Data entries
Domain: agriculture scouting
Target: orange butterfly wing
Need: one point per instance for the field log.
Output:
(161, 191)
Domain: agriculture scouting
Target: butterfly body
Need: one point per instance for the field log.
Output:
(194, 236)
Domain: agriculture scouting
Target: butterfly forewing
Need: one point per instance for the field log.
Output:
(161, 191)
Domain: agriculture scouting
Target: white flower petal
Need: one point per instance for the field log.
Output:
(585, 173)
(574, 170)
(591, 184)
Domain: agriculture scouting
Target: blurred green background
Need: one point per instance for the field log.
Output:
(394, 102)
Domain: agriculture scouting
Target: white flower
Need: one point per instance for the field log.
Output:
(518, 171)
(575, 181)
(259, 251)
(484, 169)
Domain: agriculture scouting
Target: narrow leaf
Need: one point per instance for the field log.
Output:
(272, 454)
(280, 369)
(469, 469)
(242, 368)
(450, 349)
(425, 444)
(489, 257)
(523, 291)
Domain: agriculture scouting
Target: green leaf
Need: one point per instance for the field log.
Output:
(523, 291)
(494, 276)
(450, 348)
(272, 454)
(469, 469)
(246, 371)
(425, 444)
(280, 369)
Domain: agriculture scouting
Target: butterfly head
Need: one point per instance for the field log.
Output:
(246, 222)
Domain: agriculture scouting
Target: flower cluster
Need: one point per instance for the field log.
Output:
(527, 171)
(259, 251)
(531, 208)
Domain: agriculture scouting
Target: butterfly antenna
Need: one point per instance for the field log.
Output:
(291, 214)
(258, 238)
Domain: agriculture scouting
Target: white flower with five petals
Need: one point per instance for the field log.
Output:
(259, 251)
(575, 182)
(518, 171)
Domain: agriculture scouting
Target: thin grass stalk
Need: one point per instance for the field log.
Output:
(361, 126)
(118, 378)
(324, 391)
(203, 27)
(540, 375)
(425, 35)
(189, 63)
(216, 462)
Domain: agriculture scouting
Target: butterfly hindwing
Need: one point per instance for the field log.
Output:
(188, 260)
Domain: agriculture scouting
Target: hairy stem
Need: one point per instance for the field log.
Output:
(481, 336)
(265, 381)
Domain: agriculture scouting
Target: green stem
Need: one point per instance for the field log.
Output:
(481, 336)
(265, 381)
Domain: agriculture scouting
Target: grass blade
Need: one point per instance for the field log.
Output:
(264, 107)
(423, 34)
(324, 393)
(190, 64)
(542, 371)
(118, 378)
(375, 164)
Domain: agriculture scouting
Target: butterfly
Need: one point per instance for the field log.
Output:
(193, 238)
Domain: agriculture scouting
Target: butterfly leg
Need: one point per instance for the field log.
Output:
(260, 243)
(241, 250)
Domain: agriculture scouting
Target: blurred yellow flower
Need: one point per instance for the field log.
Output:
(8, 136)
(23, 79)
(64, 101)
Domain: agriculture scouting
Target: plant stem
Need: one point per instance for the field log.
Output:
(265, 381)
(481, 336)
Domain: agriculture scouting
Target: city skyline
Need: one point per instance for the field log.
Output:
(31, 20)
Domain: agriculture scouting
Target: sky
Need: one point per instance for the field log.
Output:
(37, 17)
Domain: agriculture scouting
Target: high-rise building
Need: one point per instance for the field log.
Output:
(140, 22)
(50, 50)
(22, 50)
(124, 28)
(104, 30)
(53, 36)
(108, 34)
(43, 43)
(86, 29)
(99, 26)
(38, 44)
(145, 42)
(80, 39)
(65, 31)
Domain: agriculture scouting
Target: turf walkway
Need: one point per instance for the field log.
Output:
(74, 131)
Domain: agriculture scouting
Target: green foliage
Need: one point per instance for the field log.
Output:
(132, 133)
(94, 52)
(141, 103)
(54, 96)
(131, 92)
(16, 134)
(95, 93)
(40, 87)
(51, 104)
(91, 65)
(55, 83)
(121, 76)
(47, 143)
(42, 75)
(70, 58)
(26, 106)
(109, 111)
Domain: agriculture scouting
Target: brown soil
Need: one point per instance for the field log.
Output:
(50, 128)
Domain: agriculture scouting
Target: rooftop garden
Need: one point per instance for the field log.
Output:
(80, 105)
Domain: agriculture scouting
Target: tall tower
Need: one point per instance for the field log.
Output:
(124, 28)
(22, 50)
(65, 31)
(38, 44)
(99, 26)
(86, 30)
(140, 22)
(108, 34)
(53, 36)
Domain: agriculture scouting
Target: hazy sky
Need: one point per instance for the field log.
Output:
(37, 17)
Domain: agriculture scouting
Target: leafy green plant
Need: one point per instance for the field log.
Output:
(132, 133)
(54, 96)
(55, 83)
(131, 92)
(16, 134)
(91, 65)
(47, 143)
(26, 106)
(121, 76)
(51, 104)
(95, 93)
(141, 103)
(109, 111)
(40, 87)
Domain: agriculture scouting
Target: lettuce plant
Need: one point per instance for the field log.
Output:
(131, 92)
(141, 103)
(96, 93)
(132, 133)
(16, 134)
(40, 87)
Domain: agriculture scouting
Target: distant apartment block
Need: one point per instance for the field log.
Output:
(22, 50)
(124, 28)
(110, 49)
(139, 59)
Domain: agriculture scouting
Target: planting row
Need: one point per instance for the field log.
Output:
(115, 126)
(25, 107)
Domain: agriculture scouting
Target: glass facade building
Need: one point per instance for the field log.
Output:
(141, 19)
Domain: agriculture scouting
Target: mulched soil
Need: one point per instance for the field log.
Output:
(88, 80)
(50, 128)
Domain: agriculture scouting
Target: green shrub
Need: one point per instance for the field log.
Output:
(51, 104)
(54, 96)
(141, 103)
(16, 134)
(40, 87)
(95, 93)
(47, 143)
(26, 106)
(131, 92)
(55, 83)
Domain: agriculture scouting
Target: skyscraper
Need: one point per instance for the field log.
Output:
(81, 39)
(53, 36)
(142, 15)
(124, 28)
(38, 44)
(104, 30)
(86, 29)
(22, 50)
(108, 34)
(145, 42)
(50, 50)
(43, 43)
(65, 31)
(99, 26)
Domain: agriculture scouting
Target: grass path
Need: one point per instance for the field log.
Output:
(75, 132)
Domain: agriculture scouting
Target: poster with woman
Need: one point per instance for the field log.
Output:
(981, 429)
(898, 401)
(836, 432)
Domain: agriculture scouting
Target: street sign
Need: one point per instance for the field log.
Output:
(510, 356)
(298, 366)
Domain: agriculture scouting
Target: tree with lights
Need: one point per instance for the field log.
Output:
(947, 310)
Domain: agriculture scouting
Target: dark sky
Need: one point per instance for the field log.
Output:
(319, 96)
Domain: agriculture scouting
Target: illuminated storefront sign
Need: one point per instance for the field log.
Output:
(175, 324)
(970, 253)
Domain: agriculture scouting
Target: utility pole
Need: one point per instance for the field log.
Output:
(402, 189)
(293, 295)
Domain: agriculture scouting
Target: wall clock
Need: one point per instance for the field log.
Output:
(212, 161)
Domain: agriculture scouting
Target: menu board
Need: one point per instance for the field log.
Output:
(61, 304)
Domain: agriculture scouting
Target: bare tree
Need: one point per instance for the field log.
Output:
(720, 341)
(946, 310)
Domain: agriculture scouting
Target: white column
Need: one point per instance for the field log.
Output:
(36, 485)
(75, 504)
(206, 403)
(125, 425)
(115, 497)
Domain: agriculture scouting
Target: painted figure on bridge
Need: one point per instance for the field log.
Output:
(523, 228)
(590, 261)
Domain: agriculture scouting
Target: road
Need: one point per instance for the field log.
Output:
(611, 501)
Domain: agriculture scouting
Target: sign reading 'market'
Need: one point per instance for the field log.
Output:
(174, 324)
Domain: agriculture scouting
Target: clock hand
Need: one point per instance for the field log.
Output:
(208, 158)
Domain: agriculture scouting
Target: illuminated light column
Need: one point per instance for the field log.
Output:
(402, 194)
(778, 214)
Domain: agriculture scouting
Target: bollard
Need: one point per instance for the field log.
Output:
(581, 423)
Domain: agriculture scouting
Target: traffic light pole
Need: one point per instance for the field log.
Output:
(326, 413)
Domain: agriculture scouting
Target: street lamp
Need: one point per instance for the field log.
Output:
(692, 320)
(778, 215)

> [TASK OBJECTIVE]:
Wherever a line of the data above contains "stem", copy that line.

> [RESULT BELOW]:
Target: hairy stem
Target: green stem
Target: plant stem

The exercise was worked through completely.